He attributed a lot of the recent development to Downtown Investment Authority CEO Lori Boyer, who leads the city authority that negotiates and approves projects within the Downtown boundary.
The One Riverside Jacksonville project is designed for the 18.84-acre Northbank site where the daily newspaper operated. The Times-Union campus was built in 1967.
The Morris family bought the property and the newspaper in 1982 and sold the paper in 2017.
The paper moved to Wells Fargo Center Downtown in April 2019.
The Jacksonville City Council approved a $31.59 million incentives package Nov. 23 for One Riverside.
The 15-0 vote authorized property tax breaks, a forgivable restaurant loan and a parkland buyback to support the multiphase development.
The plan also restores McCoys Creek and adds land for the public park and submerged lands for river access on the east side of the property.

• [THE TASK] Rewrite the passage about the Times-Union site from "He attributed a" to "for One Riverside.", changing "Morris family" to "Morris clan".

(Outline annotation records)
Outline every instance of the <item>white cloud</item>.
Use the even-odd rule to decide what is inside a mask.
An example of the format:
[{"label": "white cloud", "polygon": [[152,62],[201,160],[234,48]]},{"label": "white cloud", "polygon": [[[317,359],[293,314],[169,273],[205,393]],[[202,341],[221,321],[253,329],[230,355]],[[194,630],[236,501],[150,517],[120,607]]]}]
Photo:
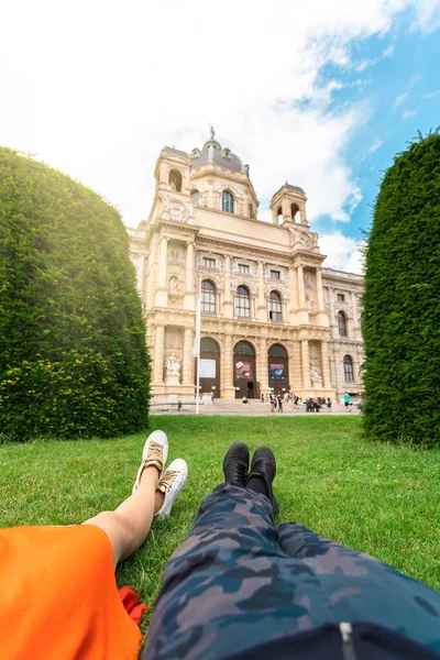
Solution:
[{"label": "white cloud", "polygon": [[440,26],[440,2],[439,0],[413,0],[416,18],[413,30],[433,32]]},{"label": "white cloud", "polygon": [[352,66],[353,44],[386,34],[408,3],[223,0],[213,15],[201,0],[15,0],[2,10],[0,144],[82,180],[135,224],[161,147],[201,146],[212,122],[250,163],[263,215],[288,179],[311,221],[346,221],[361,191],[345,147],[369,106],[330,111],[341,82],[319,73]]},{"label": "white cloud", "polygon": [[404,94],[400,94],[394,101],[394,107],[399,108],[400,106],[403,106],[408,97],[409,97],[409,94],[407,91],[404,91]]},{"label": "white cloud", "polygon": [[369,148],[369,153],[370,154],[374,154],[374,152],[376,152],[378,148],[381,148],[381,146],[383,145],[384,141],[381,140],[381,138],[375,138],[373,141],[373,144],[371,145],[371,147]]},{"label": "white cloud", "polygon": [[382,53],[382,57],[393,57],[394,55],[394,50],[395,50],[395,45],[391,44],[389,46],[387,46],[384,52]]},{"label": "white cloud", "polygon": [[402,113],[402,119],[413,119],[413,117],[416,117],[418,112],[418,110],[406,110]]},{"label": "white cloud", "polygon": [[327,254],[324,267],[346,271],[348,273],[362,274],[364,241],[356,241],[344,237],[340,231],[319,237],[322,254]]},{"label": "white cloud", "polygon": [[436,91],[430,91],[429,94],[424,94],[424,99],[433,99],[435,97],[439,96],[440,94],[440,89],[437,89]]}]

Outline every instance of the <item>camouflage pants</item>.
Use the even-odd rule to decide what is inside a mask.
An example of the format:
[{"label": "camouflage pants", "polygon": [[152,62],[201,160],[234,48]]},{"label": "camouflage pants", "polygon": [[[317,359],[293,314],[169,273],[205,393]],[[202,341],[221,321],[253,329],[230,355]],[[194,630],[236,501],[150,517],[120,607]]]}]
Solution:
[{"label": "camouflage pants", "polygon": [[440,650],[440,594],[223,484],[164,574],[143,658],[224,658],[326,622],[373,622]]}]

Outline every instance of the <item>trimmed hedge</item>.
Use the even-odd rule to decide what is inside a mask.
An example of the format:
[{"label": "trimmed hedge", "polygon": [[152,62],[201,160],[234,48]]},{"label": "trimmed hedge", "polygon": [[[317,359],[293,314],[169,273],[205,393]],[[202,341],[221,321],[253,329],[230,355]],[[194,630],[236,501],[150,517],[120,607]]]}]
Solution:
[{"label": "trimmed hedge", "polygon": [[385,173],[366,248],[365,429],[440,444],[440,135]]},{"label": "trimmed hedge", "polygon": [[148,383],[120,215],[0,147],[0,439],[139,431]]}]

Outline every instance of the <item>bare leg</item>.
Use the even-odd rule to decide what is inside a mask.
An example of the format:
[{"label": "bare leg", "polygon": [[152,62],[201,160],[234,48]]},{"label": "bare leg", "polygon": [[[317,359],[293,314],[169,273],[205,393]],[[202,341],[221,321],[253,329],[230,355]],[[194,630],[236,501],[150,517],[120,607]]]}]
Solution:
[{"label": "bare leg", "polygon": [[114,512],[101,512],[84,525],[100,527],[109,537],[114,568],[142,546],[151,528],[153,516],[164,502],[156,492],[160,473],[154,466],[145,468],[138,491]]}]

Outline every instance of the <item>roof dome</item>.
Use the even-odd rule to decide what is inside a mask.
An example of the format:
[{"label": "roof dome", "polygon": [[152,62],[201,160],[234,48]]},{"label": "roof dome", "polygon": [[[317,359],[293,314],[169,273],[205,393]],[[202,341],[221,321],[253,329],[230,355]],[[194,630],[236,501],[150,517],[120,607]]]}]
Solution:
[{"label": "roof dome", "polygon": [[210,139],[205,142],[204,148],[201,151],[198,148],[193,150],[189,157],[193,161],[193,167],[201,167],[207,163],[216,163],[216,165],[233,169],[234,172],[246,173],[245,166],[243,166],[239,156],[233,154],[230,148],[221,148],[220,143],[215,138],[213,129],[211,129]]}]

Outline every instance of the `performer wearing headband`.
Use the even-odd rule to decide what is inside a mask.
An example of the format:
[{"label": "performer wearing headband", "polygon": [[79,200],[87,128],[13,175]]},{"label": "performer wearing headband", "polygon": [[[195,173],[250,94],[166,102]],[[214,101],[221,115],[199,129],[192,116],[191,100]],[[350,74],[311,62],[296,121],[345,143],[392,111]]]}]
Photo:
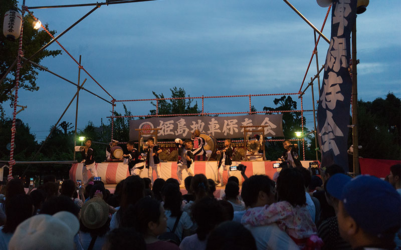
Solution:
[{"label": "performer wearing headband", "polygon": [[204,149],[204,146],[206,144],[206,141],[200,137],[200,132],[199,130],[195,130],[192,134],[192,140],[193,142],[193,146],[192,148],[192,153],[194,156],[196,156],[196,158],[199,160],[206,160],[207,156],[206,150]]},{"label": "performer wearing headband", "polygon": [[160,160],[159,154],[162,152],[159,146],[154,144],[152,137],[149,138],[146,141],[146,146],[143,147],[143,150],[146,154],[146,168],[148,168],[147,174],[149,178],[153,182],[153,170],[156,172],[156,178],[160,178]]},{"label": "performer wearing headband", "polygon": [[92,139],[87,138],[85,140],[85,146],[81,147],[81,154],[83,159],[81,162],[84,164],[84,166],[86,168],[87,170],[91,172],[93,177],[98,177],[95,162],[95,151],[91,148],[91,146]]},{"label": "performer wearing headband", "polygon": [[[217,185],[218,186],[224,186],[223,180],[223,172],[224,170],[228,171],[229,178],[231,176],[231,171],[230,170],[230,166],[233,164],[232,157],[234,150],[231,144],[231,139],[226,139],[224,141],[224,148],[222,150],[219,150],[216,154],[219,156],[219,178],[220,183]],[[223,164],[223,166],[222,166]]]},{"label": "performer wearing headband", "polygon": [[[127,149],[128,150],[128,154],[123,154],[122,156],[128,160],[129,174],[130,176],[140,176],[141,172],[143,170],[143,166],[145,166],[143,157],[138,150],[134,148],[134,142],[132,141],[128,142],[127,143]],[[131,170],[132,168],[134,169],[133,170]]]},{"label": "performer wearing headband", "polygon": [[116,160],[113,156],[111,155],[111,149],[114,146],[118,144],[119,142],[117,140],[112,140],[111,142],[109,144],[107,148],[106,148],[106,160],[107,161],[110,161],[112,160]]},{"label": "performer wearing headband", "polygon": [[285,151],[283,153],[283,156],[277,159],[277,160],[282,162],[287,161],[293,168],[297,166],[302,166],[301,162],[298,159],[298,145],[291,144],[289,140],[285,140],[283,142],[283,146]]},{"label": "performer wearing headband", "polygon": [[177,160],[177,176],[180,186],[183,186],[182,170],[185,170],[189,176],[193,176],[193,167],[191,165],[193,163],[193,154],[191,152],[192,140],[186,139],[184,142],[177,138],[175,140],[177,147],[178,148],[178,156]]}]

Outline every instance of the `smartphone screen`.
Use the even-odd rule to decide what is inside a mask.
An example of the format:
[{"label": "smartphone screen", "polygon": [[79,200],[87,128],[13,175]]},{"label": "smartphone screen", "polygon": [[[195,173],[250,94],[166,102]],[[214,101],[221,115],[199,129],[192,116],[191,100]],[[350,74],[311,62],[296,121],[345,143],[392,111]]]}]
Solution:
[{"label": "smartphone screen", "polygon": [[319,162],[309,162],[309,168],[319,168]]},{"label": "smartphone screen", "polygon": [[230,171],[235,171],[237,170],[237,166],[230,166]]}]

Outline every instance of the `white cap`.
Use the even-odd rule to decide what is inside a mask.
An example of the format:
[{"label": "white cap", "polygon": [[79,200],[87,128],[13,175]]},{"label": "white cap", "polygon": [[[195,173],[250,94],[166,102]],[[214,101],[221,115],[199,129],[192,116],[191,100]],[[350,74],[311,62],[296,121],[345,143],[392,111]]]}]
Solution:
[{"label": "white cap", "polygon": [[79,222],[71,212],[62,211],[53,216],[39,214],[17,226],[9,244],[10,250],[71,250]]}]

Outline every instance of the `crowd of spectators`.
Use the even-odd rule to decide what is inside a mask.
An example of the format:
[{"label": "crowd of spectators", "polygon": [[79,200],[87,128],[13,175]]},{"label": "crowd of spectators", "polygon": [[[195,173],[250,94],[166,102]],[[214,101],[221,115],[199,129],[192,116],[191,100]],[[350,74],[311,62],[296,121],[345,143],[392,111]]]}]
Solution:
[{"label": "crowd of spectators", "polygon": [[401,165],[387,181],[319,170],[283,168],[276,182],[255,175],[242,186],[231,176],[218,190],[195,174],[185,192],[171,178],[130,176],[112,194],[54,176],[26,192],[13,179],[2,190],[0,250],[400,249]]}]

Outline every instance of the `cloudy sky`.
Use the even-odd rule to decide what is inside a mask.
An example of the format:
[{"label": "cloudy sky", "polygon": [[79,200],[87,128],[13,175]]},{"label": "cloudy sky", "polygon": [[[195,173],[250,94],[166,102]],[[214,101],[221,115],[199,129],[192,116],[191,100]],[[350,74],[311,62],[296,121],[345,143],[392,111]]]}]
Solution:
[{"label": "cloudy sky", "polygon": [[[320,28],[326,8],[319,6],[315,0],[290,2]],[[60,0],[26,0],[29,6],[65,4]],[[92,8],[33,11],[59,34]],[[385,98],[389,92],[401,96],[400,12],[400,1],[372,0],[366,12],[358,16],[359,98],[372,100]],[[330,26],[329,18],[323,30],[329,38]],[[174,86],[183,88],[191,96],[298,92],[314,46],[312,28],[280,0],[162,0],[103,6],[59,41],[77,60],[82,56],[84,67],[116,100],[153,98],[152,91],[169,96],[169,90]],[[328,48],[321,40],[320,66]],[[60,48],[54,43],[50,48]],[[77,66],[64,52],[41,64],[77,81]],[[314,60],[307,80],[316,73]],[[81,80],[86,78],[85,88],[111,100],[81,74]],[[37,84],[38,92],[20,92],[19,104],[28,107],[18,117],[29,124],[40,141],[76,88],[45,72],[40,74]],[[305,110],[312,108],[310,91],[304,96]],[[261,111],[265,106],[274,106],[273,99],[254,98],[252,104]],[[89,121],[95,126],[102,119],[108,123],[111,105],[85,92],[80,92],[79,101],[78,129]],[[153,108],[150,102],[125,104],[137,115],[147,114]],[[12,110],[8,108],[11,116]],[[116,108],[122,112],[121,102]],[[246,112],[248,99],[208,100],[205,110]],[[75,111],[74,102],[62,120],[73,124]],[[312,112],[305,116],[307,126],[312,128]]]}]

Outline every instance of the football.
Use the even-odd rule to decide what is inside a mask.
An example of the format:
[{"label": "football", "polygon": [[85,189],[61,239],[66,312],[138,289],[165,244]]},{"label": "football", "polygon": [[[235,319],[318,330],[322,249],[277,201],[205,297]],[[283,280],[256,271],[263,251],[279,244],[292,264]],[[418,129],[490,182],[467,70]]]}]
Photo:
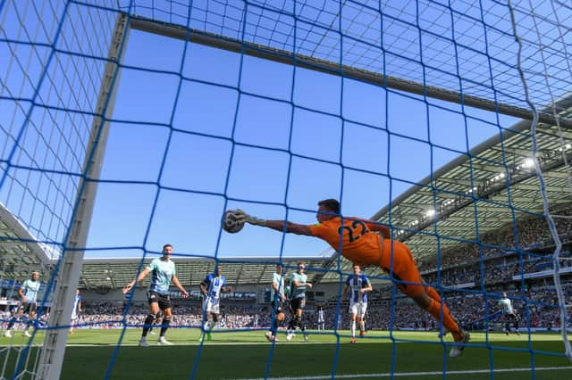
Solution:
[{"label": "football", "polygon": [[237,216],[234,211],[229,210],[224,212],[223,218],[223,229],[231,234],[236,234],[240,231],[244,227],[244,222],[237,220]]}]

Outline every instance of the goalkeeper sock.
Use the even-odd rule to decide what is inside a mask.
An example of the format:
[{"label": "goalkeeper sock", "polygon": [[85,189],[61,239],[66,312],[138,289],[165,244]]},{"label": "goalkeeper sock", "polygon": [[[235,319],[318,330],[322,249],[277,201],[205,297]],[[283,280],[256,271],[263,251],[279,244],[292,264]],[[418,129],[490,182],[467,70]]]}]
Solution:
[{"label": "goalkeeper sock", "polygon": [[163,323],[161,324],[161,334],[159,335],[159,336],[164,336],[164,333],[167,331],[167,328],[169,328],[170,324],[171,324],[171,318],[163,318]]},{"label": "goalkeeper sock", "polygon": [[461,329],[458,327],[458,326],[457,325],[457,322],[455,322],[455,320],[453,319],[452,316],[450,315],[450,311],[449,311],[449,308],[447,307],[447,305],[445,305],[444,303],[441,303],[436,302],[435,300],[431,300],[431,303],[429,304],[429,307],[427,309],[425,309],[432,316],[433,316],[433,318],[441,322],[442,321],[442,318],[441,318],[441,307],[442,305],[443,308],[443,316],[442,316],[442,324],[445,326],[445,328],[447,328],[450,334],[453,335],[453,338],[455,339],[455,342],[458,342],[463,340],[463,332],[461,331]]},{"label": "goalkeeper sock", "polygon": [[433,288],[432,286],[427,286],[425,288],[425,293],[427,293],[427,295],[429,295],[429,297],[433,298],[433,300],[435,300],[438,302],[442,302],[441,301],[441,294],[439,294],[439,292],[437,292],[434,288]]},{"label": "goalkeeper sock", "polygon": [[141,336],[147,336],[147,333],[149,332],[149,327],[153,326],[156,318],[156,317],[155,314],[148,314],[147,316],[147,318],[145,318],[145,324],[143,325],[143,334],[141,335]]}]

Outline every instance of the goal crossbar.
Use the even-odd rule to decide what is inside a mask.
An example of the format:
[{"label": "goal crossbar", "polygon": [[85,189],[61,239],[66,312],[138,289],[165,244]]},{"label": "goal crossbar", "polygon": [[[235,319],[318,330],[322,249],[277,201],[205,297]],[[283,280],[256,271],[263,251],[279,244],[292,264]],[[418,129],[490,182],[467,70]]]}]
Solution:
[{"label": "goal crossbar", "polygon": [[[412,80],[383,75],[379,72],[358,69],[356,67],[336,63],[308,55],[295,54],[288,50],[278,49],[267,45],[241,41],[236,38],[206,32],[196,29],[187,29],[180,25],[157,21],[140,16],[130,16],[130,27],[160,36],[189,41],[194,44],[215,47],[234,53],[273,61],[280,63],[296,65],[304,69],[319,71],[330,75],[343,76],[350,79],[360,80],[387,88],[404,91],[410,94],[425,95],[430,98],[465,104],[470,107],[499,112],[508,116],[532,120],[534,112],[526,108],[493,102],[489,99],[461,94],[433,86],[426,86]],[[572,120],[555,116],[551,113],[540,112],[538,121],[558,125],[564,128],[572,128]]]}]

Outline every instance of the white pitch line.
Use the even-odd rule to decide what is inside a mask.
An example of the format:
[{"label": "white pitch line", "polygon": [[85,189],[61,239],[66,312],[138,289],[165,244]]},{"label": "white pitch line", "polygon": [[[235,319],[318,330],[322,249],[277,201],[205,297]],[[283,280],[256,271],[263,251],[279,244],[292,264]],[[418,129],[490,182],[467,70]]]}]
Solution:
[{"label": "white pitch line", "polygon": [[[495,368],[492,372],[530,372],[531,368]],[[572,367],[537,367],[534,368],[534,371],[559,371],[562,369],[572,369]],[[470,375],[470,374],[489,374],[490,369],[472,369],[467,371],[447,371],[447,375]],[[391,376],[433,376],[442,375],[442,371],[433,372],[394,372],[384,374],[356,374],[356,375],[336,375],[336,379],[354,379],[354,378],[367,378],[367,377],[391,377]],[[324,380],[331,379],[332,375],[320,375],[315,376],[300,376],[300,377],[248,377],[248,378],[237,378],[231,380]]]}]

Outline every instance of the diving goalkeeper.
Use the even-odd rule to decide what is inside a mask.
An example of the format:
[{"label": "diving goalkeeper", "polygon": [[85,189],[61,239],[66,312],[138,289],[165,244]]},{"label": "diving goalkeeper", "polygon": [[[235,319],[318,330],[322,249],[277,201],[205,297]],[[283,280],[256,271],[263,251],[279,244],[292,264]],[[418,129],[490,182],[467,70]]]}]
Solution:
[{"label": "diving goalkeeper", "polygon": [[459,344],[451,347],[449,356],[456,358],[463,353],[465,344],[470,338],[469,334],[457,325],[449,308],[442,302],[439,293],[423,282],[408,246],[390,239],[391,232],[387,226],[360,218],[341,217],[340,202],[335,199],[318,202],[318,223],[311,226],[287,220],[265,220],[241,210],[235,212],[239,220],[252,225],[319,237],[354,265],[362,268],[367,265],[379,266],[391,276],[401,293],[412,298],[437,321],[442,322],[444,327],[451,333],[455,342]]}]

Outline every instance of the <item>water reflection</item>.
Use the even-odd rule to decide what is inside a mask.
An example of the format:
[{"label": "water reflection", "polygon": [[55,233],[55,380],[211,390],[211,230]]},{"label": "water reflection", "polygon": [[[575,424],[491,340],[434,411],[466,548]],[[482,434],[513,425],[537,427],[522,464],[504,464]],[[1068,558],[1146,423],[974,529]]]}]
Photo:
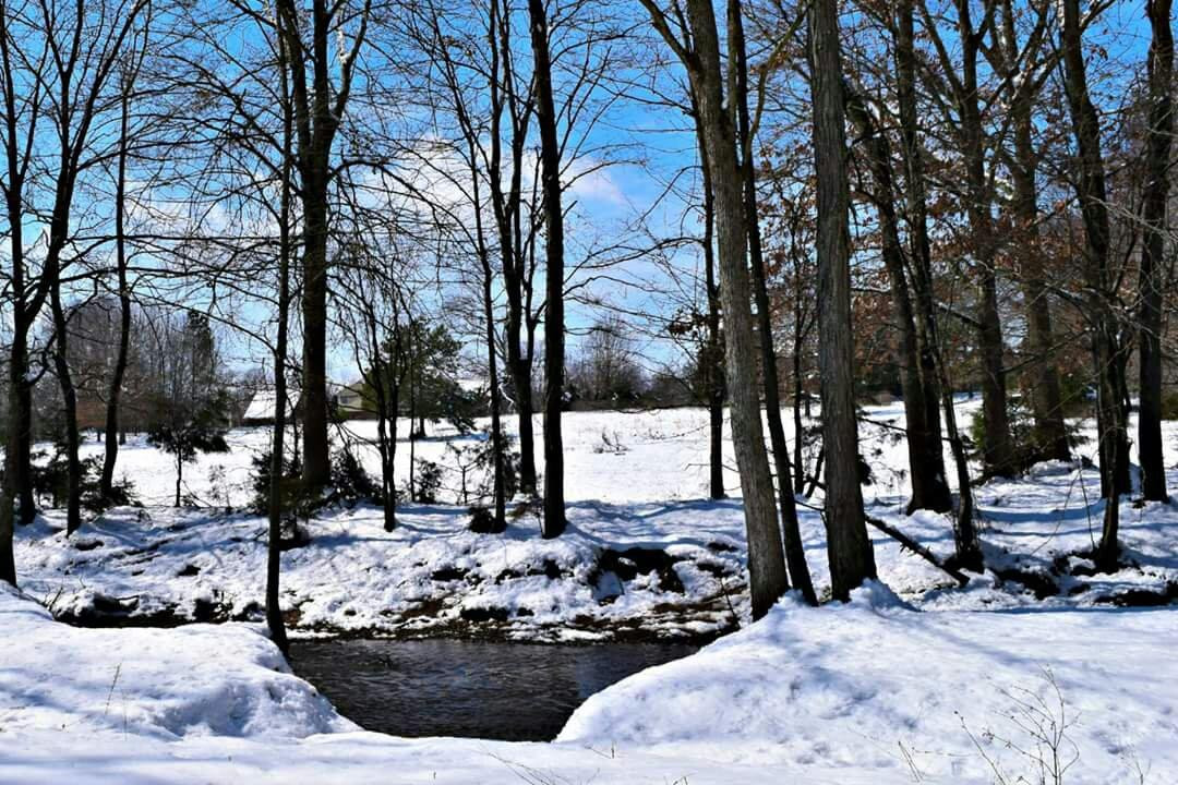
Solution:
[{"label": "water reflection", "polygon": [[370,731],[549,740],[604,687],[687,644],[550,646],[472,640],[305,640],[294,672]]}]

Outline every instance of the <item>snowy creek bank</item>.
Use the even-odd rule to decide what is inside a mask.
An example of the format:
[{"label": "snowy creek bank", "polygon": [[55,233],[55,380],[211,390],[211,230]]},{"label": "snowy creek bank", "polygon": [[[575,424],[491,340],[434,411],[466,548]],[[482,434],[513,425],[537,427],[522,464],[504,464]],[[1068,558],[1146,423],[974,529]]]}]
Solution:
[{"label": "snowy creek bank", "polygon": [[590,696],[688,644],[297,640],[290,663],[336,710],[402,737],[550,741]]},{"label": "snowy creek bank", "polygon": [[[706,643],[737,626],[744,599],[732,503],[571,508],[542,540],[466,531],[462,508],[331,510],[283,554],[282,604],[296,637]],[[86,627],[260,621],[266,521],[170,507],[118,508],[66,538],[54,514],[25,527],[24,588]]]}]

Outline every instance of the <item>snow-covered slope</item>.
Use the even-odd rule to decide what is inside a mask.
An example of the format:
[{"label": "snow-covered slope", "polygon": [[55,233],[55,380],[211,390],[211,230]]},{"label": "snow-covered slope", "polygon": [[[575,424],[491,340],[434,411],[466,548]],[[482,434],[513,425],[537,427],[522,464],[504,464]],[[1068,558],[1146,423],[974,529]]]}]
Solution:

• [EXPECTED ANSWER]
He attributed a lot of the recent development to Downtown Investment Authority CEO Lori Boyer, who leads the city authority that negotiates and approves projects within the Downtown boundary.
The One Riverside Jacksonville project is designed for the 18.84-acre Northbank site where the daily newspaper operated. The Times-Union campus was built in 1967.
The Morris clan bought the property and the newspaper in 1982 and sold the paper in 2017.
The paper moved to Wells Fargo Center Downtown in April 2019.
The Jacksonville City Council approved a $31.59 million incentives package Nov. 23 for One Riverside.